== TRECHO DA PÁGINA ==
Uma análise da Lei do Piso Nacional da Enfermagem
Não é novidade que períodos eleitorais são especialmente propícios à edição de medidas populistas. Plantam-se mentiras doces no presente para se colherem verdades amargas no futuro. Tudo com olhos no sufrágio que virá, em detrimento das próximas gerações.
O regime democrático tem instrumentos e recursos para combater o populismo regulatório. Ao elaborar leis, sobretudo as de alto impacto econômico, o legislador deve observar o devido processo legislativo constitucional, que busca assegurar a racionalidade e legitimidade das normas jurídicas. Boas intenções não bastam. Há um passo a passo imposto pela Constituição, que não se resume a meras formalidades, mas assegura o próprio Estado Democrático de Direito.
Infelizmente, a edição da Lei do Piso Nacional da Enfermagem (Lei nº 14.434/2022 – “LPNE”), que institui um piso salarial para a categoria dos enfermeiros, técnicos de enfermagem, auxiliares de enfermagem e parteiras dos segmentos privado e público de todas as esferas da Federação, não observou o referido iter constitucional. Um conjunto de atropelos e um inusitado “jeitinho” na tramitação legislativa chamam a atenção.
De uma ótica substantiva, o devido processo constitucional veda que o legislador atue de forma irracional. No regime democrático brasileiro, não há margem para arbitrariedades nem voluntarismos. Por isso, o processo de elaboração das leis deve ser legítimo e justificado, mediante recurso a razões públicas, inclusive para que não se produzam normas desproporcionais e irrazoáveis.
Ocorre que, dessa perspectiva, há graves falhas de justificativa no processo de tramitação da Lei nº 14.434/2022. O legislador desconsiderou os custos e impactos da medida proposta em face de outros bens jurídicos protegidos pelo ordenamento jurídico.

== EXCERTOS DOS DADOS ==
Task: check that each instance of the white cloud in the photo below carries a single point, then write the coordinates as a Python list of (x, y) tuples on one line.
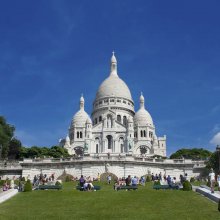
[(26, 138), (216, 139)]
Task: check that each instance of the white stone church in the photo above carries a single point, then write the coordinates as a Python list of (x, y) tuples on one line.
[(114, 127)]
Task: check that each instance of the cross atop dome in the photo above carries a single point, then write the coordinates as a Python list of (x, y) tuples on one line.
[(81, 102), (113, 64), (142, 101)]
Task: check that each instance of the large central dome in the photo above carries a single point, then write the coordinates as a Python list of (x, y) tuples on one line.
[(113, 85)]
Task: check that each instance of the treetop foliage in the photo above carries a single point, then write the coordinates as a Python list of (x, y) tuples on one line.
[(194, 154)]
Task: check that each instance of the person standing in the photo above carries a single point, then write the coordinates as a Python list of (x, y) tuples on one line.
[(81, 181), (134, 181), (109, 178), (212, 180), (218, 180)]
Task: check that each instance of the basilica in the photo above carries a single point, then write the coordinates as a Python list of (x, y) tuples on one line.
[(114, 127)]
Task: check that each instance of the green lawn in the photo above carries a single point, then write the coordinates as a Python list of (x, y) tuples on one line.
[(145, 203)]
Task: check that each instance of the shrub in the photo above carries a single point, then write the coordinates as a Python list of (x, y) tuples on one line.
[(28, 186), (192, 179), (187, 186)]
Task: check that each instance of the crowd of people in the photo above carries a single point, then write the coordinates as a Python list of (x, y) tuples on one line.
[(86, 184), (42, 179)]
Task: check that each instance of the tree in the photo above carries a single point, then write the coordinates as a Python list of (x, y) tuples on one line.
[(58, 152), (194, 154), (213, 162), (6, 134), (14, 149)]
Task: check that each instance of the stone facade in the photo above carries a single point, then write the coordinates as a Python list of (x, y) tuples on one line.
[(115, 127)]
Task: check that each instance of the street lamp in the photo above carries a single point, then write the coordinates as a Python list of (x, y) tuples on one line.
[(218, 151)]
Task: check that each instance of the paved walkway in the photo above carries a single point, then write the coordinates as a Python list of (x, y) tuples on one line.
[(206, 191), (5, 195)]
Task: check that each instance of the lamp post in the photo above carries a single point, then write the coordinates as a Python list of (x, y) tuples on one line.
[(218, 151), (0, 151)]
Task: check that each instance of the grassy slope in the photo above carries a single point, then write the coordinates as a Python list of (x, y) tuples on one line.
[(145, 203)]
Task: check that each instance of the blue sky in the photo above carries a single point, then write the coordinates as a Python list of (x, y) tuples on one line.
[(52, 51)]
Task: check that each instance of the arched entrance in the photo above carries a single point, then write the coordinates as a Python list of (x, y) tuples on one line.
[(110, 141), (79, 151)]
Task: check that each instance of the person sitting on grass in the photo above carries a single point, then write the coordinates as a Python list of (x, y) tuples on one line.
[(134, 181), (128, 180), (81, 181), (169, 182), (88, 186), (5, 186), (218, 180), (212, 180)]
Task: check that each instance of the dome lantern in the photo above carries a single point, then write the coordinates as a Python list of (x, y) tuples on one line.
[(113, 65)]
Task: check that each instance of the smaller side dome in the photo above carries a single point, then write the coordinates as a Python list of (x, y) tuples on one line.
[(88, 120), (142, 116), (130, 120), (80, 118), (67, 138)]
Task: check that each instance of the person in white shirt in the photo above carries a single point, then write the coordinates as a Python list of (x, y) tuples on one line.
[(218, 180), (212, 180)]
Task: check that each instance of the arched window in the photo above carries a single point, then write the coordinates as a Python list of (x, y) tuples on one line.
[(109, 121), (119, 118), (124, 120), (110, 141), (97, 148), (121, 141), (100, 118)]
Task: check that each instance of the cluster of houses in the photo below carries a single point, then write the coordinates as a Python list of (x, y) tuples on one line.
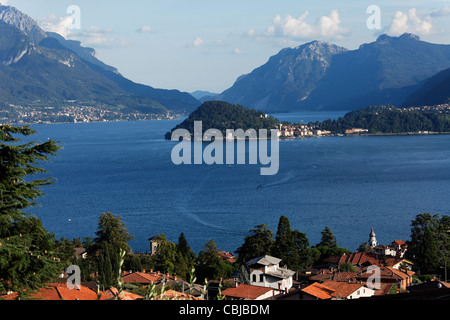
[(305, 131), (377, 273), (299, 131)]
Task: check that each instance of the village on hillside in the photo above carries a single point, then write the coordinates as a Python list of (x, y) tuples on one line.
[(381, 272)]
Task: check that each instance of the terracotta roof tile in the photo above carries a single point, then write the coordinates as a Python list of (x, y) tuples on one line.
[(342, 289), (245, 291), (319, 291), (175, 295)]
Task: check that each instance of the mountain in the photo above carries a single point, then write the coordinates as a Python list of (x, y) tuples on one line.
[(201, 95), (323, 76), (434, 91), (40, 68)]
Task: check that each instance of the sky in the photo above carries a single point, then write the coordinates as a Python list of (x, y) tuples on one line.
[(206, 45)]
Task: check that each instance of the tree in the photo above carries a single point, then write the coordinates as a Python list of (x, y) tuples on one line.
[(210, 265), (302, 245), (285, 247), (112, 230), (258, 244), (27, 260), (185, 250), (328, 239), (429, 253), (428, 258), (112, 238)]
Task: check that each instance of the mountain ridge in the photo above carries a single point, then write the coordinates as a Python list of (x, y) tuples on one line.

== QUESTÕES E TAREFAS ==
1 – Reescreva a passagem do texto sobre a Lei do Piso Nacional da Enfermagem que se inicia nas palavras "O regime democrático tem" e termina após "Democrático de Direito.", trocando "populismo regulatório" por "populismo eleitoral".
2 – Segundo o texto sobre a Lei do Piso Nacional da Enfermagem, a quais categorias profissionais se destina o piso salarial instituído pela Lei nº 14.434/2022?
3 – Prossiga com o texto sobre a Lei do Piso Nacional da Enfermagem a partir do ponto em que ele se encerra.
Os dados constituem material à parte, independente do texto sobre a Lei do Piso Nacional da Enfermagem.

== RESPOSTAS ORDENADAS ==
1 –
O regime democrático tem instrumentos e recursos para combater o populismo eleitoral. Ao elaborar leis, sobretudo as de alto impacto econômico, o legislador deve observar o devido processo legislativo constitucional, que busca assegurar a racionalidade e legitimidade das normas jurídicas. Boas intenções não bastam. Há um passo a passo imposto pela Constituição, que não se resume a meras formalidades, mas assegura o próprio Estado Democrático de Direito.

2 – Aos enfermeiros, técnicos de enfermagem, auxiliares de enfermagem e parteiras dos segmentos privado e público de todas as esferas da Federação.

3 –
Para o setor público, a norma – que determina o aumento automático da remuneração dos servidores públicos de todos os entes federativos e vincula a remuneração de carreiras públicas distintas entre si, em contrariedade ao art. 37, XIII, da CRFB – foi aprovada sem qualquer perspectiva de viabilidade orçamentária. Parece haver, tão-somente, a esperança etérea do legislador de que as fontes de custeio para as novas despesas públicas surgirão em algum momento no futuro (assumindo-se, portanto, que elas efetivamente não existem hoje). Sem apontar a fonte de custeio da LPNE, o legislador corre o risco de fazer cortesia com chapéu alheio – seja com recursos de outras rubricas do orçamento público federal, dos demais entes federativos ou da própria iniciativa privada.
Não é esse o tratamento constitucionalmente adequado para a questão: de acordo com os arts. 167, I e II, e 169, §1º da CRFB/88 e art. 113 do ADCT, antes de aumentar os gastos públicos, o legislador deve se preocupar com a viabilidade e a sustentabilidade da nova despesa, incluindo-a na estimativa da lei orçamentária ou prevendo medidas para a sua compensação. E isso por motivos óbvios: em matéria orçamentária, o cobertor é sempre curto. O aumento de despesas numa seara implica redução ou não aplicação de recursos públicos em outras tantas.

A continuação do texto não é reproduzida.